Aim of the exercise:
Would you go through the records below and copy each line with the string "pixels"?

═════ Record extracts

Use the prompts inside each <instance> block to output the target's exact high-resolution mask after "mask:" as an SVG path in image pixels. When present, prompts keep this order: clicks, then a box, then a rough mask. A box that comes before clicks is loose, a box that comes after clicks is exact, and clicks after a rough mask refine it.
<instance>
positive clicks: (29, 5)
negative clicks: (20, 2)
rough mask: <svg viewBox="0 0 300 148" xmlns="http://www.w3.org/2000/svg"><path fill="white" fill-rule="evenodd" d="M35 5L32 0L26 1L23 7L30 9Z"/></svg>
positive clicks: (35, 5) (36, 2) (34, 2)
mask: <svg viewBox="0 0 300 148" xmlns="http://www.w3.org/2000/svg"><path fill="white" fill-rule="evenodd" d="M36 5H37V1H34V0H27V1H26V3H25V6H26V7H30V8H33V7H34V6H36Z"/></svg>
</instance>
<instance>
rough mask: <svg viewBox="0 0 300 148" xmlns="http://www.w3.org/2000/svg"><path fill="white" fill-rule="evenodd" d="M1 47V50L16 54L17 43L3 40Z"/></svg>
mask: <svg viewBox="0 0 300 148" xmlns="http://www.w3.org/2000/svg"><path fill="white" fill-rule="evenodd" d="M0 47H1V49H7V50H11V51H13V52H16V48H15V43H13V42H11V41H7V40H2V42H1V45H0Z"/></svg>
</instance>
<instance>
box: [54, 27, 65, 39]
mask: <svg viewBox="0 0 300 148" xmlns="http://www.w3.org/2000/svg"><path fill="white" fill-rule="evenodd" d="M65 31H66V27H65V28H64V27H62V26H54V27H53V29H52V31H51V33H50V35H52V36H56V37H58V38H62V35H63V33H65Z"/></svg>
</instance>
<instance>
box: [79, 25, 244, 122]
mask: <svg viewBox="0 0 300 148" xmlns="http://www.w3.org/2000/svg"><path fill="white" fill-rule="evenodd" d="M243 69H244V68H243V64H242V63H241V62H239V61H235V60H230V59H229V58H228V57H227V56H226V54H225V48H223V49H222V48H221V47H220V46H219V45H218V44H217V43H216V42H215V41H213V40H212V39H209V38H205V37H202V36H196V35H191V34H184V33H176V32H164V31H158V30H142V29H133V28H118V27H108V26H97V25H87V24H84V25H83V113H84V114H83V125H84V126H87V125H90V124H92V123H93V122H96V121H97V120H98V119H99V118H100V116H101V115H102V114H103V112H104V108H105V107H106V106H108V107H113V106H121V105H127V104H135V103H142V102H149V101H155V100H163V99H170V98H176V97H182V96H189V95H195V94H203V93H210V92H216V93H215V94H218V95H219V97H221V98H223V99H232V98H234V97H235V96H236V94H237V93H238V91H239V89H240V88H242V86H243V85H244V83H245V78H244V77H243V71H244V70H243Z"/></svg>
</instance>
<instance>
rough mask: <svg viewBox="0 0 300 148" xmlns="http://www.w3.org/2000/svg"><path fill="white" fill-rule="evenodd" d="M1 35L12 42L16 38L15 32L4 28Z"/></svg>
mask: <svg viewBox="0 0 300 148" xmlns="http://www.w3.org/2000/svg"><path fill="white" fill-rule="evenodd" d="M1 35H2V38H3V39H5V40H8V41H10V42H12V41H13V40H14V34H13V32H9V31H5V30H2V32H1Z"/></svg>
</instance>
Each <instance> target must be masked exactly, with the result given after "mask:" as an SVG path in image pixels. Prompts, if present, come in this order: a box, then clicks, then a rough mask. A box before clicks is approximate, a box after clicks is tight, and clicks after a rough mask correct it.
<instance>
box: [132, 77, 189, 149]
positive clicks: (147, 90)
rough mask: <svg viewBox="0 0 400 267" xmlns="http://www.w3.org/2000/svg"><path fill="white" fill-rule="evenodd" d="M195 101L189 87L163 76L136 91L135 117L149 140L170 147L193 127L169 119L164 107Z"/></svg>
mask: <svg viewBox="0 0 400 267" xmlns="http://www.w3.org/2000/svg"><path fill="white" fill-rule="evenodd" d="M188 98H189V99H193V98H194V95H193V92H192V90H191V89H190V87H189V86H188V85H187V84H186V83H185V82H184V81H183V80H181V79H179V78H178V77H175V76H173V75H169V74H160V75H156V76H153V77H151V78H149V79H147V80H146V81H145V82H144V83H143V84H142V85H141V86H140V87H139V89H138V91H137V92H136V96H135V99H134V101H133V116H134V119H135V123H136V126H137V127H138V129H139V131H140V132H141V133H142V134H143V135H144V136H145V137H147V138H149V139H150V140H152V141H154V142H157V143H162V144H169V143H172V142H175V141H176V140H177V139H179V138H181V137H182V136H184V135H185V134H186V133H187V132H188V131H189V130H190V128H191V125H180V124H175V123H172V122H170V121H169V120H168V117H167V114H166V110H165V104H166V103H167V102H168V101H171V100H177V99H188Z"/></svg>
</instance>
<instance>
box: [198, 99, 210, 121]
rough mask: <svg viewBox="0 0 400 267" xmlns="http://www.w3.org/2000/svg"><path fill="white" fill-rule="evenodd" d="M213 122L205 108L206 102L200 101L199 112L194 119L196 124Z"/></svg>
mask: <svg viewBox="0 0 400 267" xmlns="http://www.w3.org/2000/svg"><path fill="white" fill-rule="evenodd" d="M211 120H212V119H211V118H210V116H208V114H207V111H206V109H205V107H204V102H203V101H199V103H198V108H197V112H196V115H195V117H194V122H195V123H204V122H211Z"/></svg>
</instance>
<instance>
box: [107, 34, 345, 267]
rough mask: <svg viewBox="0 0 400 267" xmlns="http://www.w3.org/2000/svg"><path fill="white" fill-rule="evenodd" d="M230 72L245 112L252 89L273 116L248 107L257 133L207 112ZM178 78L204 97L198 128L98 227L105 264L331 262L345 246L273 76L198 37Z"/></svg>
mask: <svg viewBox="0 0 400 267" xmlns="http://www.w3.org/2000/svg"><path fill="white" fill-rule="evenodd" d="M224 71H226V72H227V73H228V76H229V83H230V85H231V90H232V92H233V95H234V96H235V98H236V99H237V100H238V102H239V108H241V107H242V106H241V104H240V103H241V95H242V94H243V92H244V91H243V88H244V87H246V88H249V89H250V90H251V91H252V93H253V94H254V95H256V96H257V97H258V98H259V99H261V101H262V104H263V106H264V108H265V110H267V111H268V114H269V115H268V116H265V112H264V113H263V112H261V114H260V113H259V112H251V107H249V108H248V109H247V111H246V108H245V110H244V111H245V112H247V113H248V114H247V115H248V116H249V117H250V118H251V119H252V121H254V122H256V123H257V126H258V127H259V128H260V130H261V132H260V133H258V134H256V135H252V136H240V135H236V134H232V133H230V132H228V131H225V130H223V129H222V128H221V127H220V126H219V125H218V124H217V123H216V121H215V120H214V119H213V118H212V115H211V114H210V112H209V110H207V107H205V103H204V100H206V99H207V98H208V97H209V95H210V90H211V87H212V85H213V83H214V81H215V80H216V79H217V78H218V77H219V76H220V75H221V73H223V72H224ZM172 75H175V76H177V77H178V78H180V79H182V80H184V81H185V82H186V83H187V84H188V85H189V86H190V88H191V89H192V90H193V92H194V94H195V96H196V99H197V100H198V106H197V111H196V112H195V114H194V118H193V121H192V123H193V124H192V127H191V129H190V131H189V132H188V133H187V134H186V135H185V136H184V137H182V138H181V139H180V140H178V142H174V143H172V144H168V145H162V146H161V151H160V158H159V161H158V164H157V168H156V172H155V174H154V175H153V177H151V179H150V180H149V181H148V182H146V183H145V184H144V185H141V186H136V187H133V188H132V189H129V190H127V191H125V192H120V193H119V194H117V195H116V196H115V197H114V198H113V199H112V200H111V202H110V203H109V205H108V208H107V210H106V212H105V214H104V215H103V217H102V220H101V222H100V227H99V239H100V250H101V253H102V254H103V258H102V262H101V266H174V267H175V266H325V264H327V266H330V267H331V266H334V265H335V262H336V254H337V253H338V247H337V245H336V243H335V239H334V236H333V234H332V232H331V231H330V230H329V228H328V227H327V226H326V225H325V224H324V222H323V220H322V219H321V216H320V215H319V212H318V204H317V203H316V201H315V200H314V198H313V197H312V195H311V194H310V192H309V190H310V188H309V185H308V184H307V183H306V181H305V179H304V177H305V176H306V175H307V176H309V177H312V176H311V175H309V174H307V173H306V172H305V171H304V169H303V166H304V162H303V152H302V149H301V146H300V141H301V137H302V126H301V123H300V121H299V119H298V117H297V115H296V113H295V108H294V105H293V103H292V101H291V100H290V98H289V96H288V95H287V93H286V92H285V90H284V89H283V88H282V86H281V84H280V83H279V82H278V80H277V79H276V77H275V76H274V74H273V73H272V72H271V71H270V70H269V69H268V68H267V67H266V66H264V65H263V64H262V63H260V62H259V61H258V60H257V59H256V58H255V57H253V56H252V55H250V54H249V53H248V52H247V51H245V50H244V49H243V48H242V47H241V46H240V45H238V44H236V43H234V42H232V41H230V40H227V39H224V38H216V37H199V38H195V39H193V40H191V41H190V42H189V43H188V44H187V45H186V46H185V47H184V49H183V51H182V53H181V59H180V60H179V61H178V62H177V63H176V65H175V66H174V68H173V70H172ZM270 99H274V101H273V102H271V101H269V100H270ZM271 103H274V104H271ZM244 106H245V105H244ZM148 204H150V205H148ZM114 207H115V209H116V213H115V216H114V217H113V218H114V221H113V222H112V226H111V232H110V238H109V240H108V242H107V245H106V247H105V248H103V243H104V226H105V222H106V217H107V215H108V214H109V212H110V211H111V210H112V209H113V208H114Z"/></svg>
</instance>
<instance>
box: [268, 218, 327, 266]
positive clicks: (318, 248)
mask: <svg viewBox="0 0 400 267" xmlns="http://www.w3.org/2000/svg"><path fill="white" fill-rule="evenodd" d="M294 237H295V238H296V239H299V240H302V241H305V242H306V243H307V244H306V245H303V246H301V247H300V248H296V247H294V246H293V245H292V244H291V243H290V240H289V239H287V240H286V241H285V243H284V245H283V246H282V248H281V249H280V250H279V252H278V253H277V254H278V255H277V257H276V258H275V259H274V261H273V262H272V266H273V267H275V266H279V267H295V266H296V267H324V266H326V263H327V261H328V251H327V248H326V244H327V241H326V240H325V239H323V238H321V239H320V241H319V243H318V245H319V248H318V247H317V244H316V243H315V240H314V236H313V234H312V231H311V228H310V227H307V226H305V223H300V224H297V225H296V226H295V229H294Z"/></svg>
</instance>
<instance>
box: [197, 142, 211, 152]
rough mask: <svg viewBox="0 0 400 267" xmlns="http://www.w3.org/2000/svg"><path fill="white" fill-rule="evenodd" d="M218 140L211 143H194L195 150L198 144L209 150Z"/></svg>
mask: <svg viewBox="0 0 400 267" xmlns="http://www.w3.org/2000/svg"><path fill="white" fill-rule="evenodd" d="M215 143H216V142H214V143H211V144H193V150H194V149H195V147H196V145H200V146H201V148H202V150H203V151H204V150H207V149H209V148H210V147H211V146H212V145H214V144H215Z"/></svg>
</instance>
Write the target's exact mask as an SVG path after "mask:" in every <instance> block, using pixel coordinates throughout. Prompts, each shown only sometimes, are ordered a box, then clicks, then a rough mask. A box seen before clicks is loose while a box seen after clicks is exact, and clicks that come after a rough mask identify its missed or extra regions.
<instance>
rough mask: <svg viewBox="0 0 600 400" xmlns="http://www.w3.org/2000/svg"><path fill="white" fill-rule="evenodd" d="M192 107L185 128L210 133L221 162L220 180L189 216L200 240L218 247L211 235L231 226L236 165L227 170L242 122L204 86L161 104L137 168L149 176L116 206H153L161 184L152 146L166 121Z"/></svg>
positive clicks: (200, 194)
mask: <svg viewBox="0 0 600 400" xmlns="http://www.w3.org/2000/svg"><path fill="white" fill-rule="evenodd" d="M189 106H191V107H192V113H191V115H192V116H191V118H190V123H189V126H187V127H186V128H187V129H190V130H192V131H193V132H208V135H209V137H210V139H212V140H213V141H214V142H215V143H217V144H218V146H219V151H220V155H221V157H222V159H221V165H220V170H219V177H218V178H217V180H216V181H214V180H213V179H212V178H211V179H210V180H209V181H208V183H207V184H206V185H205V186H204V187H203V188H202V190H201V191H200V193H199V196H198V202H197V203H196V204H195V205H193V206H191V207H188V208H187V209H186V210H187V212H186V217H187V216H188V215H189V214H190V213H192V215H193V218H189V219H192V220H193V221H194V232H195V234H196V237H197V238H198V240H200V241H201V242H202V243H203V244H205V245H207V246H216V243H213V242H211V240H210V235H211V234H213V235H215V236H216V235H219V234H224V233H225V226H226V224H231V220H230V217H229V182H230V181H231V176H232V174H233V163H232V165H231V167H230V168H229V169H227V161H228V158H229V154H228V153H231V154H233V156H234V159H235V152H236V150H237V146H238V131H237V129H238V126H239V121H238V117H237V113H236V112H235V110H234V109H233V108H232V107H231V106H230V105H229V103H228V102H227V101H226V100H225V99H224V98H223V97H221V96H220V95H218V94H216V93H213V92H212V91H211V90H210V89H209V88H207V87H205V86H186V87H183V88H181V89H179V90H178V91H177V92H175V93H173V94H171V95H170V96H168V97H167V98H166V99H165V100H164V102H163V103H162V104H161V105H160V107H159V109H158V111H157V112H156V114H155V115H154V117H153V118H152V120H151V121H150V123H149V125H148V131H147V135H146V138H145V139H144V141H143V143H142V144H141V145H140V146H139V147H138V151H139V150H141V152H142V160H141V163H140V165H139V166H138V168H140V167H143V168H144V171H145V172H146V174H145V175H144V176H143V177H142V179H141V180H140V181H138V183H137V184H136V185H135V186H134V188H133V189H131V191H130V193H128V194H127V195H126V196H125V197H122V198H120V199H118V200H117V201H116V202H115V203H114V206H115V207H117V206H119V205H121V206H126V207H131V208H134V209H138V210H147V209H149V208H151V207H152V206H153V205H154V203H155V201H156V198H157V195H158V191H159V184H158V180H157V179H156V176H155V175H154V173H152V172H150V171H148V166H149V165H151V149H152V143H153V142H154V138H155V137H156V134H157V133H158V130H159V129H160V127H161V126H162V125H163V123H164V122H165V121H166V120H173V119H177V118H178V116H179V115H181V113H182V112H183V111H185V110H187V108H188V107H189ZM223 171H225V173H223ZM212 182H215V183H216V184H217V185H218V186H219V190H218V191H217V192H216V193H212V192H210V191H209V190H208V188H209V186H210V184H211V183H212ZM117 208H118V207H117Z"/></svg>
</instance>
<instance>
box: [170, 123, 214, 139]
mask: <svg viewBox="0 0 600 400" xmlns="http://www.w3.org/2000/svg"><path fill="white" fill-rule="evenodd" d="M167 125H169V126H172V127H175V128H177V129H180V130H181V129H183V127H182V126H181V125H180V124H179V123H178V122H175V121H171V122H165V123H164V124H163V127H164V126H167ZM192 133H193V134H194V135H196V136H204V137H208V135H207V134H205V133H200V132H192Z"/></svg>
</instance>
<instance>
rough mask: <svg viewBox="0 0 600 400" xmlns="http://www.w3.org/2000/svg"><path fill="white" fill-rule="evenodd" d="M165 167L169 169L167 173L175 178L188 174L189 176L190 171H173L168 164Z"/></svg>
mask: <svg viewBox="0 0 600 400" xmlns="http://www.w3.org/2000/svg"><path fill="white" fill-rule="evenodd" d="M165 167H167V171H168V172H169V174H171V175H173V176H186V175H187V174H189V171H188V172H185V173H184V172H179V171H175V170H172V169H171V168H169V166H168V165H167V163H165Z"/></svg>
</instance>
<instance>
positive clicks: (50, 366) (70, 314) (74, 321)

══════════

Exercise response:
Use the prompts inside each <instance> block to output the target's exact high-resolution mask after "mask:" as an SVG path in image pixels. When present, prompts keep this order: clicks, then a box, then a rough mask. A box that comes before clicks is loose, a box that comes after clicks is exact, and clicks after a rough mask refine it.
Each <instance> target must be masked exactly, with the result given after "mask:" as an SVG path in image pixels. Prompts, if present, come in this order: a box, then clicks, then a rough mask. A box before clicks is approximate, a box after clicks is tight, and clicks after a rough mask correct it.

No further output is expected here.